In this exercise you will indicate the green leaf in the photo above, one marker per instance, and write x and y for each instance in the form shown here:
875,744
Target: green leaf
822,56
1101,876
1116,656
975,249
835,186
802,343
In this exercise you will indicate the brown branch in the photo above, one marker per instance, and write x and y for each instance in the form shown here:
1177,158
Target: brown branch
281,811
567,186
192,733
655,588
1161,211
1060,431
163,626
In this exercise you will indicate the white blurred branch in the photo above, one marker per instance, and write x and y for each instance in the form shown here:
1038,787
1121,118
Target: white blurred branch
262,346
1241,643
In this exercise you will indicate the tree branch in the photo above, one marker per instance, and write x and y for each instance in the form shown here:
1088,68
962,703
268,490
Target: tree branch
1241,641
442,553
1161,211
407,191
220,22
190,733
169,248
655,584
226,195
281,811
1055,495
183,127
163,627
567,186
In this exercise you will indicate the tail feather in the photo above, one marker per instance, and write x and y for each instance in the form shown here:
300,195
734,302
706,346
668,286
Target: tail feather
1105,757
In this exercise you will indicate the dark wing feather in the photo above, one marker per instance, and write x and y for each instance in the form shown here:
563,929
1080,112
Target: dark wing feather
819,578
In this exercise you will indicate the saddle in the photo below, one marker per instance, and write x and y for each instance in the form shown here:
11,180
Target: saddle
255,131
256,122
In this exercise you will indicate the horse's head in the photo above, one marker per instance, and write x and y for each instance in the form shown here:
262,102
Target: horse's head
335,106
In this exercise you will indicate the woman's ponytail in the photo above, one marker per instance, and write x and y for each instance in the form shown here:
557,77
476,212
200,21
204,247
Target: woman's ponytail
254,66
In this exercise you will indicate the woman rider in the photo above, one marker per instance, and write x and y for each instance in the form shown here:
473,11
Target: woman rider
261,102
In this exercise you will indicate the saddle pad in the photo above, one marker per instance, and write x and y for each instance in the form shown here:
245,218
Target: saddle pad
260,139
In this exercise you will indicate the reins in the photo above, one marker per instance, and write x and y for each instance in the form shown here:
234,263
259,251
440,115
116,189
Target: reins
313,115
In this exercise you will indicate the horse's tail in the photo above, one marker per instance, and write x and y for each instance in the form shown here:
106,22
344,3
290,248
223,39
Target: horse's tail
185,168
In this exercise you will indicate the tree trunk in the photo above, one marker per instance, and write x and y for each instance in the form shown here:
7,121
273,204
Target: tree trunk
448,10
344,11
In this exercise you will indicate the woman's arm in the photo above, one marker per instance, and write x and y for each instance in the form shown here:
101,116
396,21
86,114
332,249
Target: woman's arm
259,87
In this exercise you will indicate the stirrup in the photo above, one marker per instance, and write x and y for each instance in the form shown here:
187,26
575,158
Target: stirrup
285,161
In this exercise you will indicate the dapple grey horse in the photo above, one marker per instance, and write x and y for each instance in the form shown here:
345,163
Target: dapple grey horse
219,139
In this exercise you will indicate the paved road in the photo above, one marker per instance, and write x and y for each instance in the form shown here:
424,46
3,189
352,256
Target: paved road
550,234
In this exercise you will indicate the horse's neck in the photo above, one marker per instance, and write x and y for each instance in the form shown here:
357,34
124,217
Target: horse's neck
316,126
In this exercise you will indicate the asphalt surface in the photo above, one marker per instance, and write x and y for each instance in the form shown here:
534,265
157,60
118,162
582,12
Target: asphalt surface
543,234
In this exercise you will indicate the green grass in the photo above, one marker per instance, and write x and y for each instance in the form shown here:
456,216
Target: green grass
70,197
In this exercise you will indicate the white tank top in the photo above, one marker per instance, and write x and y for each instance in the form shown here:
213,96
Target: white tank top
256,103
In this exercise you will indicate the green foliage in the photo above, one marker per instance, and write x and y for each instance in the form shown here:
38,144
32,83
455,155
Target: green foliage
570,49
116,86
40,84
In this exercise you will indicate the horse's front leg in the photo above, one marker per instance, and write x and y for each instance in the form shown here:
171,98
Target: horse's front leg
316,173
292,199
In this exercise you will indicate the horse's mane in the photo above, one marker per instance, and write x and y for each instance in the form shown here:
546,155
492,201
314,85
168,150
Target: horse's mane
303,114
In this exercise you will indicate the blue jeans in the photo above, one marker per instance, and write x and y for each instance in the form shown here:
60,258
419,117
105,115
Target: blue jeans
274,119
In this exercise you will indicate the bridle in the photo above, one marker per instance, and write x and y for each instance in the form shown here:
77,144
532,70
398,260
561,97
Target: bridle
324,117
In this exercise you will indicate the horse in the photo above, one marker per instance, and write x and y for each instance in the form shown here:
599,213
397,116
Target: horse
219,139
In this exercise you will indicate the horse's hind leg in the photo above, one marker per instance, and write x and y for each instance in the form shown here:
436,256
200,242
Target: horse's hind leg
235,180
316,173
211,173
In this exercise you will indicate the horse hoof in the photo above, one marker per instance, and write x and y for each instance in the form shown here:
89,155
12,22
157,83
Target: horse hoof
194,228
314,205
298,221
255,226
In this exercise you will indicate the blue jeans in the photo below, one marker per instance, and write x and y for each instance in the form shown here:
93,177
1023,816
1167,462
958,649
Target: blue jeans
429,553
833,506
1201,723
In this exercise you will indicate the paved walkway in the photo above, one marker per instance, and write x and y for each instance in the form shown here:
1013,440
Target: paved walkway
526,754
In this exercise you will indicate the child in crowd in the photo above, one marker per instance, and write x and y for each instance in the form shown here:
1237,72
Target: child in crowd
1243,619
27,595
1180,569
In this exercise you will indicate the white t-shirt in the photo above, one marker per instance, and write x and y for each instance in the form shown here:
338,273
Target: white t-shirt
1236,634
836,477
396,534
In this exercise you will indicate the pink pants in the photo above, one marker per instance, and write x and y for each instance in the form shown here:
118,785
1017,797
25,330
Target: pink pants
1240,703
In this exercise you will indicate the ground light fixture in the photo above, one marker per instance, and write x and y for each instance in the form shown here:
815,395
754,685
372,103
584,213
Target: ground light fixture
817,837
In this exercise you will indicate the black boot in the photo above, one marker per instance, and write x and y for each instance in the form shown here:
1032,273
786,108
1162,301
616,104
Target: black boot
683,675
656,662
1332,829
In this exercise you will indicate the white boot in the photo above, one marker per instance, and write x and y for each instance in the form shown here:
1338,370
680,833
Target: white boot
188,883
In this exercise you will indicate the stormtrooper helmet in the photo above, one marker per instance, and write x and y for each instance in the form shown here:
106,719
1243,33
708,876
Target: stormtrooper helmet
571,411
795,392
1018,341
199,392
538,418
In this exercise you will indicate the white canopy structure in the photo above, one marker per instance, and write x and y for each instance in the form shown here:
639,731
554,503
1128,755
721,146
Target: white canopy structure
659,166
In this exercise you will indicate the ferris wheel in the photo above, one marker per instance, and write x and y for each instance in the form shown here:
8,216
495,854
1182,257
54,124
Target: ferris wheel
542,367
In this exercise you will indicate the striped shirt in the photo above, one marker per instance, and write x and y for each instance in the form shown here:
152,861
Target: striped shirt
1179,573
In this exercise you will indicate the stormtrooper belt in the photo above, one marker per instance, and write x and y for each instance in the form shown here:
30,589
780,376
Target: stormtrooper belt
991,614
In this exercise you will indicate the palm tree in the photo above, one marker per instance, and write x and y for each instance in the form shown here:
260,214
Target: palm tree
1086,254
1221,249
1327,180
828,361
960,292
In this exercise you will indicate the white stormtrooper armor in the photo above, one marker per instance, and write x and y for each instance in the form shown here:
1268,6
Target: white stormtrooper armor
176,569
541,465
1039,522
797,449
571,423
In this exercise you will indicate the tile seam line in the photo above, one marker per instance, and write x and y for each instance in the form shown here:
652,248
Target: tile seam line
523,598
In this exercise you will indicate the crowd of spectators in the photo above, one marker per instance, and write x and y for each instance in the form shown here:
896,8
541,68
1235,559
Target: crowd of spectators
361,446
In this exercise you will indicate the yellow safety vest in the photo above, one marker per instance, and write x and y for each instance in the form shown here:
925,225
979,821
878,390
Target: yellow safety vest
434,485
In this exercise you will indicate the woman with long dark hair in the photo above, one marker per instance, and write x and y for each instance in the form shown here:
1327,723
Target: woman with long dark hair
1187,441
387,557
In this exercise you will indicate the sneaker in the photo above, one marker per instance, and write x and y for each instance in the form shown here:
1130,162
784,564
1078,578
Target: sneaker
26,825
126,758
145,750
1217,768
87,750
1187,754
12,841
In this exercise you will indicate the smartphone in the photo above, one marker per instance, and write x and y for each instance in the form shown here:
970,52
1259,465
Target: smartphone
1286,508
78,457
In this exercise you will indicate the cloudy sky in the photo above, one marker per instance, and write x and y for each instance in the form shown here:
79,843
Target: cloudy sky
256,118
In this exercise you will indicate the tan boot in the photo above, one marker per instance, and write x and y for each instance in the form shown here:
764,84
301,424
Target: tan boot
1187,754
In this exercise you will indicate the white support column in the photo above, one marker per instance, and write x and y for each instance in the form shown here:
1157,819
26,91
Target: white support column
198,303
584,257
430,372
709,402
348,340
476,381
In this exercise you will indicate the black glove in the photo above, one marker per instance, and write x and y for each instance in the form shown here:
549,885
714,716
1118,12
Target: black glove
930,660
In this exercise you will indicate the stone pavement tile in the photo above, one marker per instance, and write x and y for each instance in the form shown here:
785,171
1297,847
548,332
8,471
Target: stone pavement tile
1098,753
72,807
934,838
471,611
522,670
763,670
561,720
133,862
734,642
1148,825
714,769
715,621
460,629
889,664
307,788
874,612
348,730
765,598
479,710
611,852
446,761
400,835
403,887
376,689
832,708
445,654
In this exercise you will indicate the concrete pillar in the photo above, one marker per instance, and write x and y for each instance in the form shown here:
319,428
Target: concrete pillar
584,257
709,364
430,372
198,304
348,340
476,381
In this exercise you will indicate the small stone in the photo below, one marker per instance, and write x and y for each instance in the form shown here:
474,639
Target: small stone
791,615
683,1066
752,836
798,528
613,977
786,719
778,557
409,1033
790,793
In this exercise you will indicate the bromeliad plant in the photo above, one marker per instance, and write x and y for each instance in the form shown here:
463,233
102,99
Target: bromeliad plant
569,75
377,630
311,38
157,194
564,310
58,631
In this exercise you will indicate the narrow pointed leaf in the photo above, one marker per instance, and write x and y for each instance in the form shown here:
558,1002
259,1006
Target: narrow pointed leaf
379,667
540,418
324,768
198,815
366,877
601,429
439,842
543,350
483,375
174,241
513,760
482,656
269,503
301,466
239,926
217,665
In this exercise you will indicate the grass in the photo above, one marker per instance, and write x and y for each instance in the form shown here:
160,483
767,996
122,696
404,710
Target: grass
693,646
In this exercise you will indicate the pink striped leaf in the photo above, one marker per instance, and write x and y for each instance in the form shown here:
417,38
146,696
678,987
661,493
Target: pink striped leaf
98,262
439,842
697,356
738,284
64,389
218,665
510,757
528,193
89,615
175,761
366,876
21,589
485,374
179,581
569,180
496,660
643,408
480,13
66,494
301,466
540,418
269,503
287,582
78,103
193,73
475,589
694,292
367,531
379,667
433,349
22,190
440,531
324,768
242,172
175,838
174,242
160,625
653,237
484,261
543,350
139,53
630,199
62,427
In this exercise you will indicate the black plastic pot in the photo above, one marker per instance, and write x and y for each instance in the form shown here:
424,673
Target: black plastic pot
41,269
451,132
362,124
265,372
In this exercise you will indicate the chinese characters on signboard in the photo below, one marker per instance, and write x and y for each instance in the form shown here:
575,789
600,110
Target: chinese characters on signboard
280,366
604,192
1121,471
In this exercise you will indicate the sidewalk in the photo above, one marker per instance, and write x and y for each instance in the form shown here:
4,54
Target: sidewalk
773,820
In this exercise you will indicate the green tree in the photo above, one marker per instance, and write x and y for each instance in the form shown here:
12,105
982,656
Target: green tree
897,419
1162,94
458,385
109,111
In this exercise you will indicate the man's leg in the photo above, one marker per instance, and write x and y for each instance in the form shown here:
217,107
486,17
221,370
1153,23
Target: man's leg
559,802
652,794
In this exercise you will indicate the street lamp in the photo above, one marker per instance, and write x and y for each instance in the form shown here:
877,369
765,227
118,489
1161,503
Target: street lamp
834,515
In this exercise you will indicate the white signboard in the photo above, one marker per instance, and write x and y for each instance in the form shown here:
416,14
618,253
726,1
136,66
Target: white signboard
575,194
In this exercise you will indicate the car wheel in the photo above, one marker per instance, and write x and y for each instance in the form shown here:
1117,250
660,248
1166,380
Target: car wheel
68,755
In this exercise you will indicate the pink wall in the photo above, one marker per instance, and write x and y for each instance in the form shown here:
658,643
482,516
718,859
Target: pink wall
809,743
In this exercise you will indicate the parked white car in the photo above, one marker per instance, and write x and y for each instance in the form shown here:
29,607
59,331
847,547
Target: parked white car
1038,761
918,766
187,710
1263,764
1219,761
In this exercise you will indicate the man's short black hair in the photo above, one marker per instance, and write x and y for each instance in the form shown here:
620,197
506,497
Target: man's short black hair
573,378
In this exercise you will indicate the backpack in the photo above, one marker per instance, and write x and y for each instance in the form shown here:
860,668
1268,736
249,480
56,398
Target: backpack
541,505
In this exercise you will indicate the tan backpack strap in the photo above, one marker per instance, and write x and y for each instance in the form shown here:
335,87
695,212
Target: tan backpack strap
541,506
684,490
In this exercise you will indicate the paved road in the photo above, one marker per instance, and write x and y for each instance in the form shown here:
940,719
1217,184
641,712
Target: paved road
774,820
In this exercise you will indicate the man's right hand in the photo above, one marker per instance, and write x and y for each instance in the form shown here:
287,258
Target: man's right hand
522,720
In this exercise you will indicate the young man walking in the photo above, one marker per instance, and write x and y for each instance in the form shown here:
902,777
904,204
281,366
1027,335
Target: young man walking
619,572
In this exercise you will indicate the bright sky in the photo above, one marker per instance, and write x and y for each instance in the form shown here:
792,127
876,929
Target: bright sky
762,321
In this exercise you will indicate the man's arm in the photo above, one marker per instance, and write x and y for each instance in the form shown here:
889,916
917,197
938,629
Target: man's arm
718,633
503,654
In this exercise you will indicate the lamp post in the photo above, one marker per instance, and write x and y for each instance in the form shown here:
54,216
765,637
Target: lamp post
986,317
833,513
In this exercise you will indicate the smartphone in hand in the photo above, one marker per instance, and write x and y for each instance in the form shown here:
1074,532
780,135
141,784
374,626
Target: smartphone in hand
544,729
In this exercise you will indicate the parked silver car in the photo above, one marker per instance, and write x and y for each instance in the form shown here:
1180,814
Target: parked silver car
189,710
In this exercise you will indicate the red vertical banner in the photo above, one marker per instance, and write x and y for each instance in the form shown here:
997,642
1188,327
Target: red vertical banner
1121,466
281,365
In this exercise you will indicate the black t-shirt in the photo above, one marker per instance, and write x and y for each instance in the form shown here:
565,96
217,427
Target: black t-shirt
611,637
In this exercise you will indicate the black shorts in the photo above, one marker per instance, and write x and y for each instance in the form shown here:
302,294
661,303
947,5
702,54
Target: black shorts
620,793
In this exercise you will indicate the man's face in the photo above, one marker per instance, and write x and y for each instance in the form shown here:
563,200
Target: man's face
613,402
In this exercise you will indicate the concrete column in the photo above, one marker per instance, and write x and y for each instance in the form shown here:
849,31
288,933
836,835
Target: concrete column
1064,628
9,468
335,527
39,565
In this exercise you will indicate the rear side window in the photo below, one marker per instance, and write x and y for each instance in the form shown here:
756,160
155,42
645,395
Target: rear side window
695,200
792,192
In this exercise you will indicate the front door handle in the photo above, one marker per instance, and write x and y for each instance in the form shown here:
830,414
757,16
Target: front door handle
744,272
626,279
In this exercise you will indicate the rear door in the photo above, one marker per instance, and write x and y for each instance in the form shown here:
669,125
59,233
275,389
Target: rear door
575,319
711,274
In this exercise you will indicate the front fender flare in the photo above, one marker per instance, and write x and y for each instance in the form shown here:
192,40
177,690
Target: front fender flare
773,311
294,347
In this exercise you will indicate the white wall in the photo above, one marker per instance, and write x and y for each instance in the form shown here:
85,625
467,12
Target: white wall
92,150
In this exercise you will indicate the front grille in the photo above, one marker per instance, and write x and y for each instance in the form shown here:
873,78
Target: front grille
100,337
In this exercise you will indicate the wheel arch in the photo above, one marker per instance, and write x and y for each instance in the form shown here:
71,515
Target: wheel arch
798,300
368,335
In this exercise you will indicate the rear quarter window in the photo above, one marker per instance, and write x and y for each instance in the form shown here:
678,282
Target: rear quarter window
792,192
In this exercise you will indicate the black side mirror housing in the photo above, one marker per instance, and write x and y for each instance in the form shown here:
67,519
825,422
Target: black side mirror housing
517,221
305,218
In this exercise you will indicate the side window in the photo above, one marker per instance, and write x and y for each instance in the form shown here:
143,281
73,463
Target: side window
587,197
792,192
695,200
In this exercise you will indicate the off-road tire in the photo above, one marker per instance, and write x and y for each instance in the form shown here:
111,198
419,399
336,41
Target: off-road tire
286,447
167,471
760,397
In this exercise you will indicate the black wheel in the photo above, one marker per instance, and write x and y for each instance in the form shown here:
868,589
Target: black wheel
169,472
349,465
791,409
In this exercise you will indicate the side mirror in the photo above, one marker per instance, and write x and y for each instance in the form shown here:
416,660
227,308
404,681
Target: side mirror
========
→ What the exercise asks: Output must consist only of the listing's lines from the first through the line with "In this exercise you will indicate the brown", reproduced word for word.

→ Response to the task:
In this exercise you will indicate the green leaf in the photo above, one marker per instance, and write x and y for each instance in the form shown here:
875,744
Target: green leaf
822,56
1101,876
1116,656
975,249
835,186
802,343
In this exercise you will indicate the brown branch in the photo above, one marker per instance, and write x and y for each instance in the form shown here:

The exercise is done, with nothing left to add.